Calibrating Porosity to Core Data
The proof of a log analysis is the degree to which the porosity matches core analysis porosity. The easiest way to check this is to plot the core analysis porosity on top of the log analysis on the same depth plot. If the overlay is quite good, no more needs to be done except show off the comparison and brag a bit. If the core is off depth to the log porosity, shift the core depths appropriately and re-display the results.

Comparison of Core Porosity with Log Analysis Porosity - black dots are
core, smooth lines are log analysis.

Bakken “Tight Oil” example showing core porosity (black dots), core oil saturation (red dots). core water saturation (blue dots), and permeability (red dots). Note excellent agreement between log analysis and core data. Separation between red dots and blue water saturation curve indicates significant moveable oil, even though water saturation is relatively high. Log analysis porosity is from the complex lithology model and lithology is from a 3-mineral PE-D-N model using quartz, dolomite and pyrite.

If the comparison is poor, there are three choices. First make sure the core data is on depth with the logs and that each log curve is on depth with each other.

CHOICE 1 (preferred): Adjust shale, matrix, and fluid parameters in the log analysis model until a better match is achieved. This may take several attempts and may require choosing a different mathematical model or mineral assemblage.

CHOICE 2: Crossplot core porosity vs log analysis porosity, and find a regression line that corrects the log result to the core, of the form:
1: PHIcorr = K1 * PHIe + K2

Where:
PHIcorr = corrected porosity (fractional)
PHIe = effective porosity (fractional)
K1 = slope of regression line
K2 = intercept of regression line

The regression should be the reduced major axis (RMA) method (see and not a simple least squares regression. RMA assumes errors occur in both axes and not just in the Y axis data. An eyeball line may be best as stray outliers can be discarded quickly. The before and after crossplots can be used to document the change. Do not use the regression unless the error is reasonably low (R-squared > 0.8 or so).

Tasks to perform:
1: Using the text on calibrating porosity to core data, answer these questions:
(a) In the comparison of core porosity with log analysis porosity, what do the black dots show?
(b) Which of the choices is marked as preferred?
(c) Roughly what R-squared value should the error stay above before the regression is used?
2: In the text on calibrating porosity to core data, write out the passage between "If the comparison" and "with each other.", inclusive.

Given data:
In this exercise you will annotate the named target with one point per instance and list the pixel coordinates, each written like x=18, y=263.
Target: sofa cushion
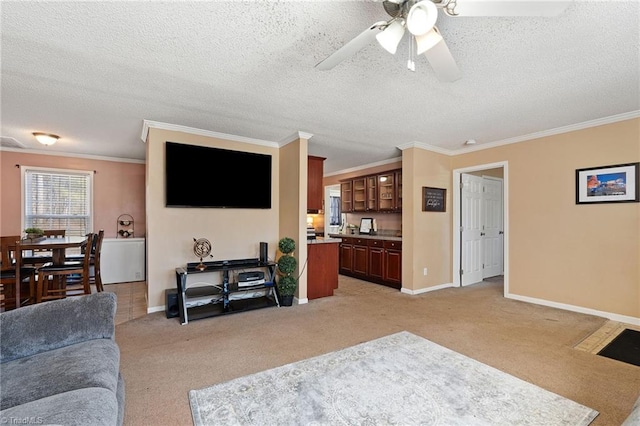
x=93, y=363
x=89, y=406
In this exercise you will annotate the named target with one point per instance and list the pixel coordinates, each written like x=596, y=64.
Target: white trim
x=355, y=169
x=88, y=173
x=427, y=147
x=155, y=309
x=73, y=155
x=456, y=218
x=294, y=137
x=425, y=290
x=573, y=308
x=147, y=124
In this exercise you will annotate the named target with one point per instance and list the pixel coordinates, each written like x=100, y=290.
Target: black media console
x=228, y=296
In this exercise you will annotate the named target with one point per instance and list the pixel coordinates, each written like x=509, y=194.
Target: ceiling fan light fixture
x=422, y=17
x=46, y=138
x=390, y=37
x=427, y=41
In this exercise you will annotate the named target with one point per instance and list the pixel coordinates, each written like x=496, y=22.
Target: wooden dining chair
x=95, y=277
x=17, y=281
x=58, y=281
x=39, y=257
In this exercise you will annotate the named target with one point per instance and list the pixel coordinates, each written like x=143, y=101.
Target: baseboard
x=573, y=308
x=426, y=290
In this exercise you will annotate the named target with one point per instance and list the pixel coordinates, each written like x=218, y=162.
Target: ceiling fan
x=419, y=18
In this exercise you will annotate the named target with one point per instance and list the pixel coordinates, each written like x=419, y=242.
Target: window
x=57, y=199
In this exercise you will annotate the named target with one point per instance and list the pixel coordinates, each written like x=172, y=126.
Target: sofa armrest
x=38, y=328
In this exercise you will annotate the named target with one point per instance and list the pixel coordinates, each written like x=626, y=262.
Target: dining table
x=57, y=246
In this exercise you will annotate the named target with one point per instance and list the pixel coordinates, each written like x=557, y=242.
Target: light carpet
x=400, y=379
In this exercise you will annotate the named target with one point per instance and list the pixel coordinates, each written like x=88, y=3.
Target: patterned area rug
x=398, y=379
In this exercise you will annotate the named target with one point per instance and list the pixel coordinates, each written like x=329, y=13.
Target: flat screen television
x=200, y=176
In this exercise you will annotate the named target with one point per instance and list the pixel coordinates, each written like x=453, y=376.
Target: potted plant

Answer set:
1:
(a) Core porosity.
(b) Choice 1: adjusting shale, matrix, and fluid parameters in the log analysis model until a better match is achieved.
(c) About 0.8.

2:
If the comparison is poor, there are three choices. First make sure the core data is on depth with the logs and that each log curve is on depth with each other.